*Problem to solve*. Please repeat, from the entries that follow, the lines from the one containing "locate the roadside bush in the photo above" through the one containing "locate the tree trunk in the photo above" exactly, adding nothing.

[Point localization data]
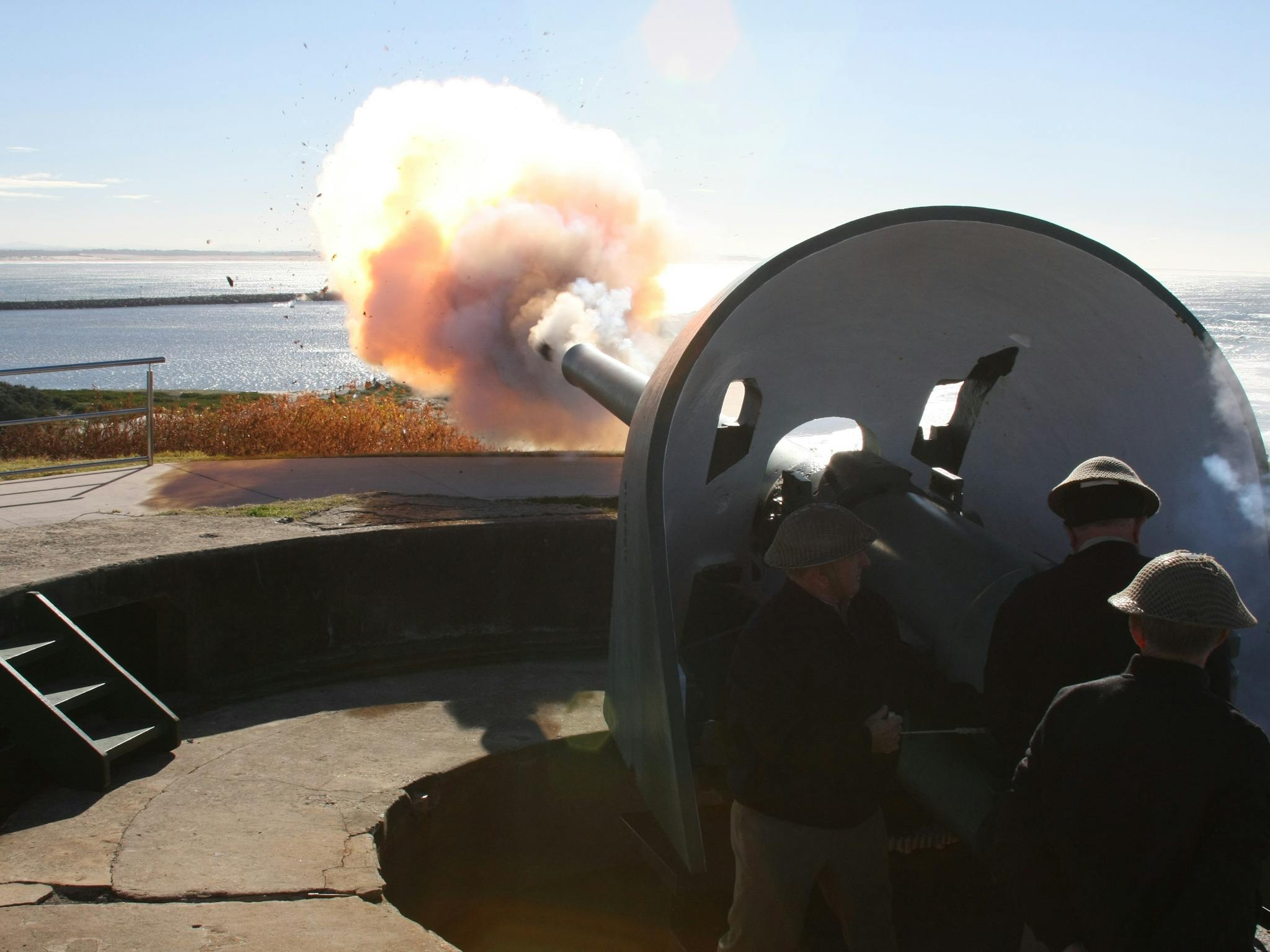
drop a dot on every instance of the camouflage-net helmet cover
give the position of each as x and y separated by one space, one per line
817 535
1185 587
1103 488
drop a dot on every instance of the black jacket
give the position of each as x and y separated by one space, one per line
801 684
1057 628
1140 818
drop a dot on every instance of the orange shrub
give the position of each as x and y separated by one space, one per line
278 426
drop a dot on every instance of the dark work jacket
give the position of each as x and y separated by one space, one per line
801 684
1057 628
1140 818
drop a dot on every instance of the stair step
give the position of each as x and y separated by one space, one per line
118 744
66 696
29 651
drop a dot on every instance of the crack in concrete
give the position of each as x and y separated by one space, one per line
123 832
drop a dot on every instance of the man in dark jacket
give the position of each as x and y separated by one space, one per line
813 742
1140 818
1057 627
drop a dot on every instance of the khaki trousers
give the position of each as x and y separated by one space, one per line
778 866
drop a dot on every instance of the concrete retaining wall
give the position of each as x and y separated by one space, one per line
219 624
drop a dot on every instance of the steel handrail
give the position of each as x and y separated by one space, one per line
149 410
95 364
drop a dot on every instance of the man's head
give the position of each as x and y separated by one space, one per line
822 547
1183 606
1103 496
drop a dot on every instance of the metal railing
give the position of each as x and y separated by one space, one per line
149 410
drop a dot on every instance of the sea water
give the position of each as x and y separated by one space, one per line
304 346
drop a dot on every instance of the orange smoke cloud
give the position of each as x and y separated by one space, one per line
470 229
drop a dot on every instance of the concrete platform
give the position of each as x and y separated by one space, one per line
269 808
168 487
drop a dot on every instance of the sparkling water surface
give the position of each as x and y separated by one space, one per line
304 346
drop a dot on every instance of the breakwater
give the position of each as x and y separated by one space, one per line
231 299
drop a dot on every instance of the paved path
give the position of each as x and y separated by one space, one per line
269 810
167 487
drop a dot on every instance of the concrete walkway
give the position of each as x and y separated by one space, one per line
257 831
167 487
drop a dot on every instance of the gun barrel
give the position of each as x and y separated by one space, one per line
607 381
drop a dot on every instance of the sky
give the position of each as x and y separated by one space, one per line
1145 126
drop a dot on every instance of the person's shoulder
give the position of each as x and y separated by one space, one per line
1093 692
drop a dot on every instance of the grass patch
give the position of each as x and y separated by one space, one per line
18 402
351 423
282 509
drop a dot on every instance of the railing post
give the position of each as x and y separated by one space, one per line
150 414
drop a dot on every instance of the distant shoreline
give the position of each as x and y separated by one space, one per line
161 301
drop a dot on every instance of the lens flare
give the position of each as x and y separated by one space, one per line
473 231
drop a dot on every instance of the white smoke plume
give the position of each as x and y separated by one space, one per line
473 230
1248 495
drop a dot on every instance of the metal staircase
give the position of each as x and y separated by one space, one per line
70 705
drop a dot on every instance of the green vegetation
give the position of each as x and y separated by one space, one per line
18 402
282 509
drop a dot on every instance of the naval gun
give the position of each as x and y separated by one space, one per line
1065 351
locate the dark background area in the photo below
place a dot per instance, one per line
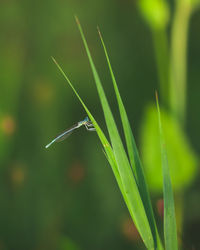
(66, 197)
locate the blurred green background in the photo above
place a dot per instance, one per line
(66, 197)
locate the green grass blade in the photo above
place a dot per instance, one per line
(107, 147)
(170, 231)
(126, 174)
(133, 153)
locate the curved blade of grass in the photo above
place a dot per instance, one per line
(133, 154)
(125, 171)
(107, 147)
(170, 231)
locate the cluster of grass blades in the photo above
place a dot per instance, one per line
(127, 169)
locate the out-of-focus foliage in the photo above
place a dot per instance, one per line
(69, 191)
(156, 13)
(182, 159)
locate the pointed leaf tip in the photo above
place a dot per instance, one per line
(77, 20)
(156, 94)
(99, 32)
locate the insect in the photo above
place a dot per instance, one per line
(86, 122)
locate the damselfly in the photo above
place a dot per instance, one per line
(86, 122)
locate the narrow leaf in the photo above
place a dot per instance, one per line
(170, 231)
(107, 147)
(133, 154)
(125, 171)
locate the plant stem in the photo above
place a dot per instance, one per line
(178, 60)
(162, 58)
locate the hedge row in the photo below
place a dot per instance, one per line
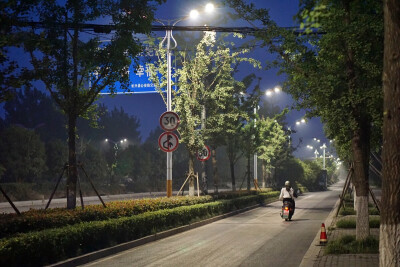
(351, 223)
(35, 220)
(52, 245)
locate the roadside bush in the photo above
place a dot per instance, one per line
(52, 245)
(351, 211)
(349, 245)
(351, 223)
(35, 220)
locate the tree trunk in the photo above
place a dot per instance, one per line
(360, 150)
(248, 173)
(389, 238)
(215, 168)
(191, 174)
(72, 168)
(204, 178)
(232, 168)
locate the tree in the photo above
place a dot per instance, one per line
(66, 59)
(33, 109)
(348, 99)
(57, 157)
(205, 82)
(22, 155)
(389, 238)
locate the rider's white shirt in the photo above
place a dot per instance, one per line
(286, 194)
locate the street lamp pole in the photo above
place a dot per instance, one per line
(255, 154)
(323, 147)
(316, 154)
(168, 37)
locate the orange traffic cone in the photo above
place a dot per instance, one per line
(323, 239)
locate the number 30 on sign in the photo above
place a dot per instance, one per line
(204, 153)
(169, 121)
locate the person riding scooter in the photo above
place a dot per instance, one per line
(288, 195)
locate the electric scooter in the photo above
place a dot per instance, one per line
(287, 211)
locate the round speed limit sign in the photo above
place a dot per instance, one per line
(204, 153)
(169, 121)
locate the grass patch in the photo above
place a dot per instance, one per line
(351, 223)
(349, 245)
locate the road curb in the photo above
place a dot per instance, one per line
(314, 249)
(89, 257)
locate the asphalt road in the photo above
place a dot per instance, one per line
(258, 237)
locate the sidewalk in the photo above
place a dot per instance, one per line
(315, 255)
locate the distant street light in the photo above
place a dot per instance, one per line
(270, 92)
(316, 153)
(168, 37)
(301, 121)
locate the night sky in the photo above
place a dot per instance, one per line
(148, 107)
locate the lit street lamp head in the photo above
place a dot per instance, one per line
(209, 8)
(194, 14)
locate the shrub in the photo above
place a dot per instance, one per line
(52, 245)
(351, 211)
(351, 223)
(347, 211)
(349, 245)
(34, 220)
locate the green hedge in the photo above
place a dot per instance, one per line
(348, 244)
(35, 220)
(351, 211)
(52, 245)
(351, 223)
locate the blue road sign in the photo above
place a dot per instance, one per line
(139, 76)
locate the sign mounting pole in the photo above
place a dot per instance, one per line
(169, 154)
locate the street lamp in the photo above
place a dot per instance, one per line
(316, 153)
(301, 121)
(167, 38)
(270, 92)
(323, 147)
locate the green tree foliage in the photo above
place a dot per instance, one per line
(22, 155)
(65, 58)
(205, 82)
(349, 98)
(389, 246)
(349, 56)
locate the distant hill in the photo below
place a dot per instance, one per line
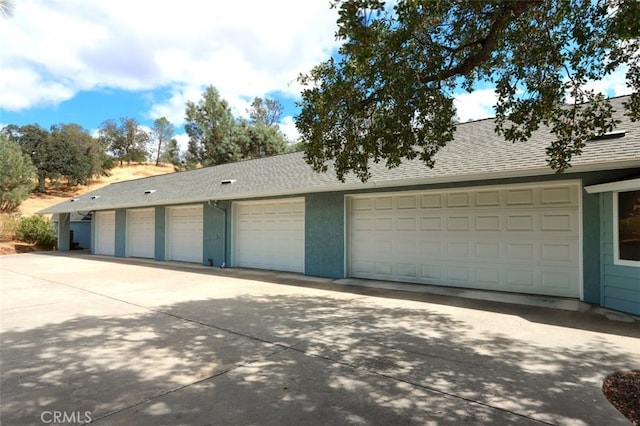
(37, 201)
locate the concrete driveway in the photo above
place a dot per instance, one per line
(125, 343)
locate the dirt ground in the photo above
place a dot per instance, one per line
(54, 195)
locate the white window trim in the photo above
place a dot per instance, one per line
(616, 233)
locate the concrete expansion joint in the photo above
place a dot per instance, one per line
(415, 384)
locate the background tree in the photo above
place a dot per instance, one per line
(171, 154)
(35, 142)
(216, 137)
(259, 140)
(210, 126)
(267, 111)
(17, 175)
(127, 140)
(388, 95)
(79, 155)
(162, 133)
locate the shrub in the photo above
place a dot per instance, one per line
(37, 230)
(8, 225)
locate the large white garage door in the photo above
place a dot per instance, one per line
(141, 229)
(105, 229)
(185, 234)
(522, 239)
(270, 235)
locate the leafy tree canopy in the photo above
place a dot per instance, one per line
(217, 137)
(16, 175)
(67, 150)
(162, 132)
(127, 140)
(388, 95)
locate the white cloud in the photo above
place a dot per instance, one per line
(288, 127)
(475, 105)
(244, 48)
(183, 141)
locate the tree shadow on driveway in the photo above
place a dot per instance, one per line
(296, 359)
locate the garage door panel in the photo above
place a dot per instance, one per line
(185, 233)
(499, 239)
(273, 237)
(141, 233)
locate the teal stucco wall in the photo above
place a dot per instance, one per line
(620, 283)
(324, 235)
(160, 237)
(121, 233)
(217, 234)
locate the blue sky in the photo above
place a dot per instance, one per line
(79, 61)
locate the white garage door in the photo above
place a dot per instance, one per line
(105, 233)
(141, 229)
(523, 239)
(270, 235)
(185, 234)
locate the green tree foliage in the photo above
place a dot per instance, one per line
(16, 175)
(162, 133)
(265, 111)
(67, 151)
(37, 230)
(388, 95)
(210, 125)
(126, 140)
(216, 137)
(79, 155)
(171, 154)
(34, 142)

*Solution for this exercise*.
locate the roadside bush in the photo above
place a dot per instance, one per line
(52, 245)
(351, 211)
(349, 245)
(351, 223)
(35, 220)
locate the tree trunk in the photo above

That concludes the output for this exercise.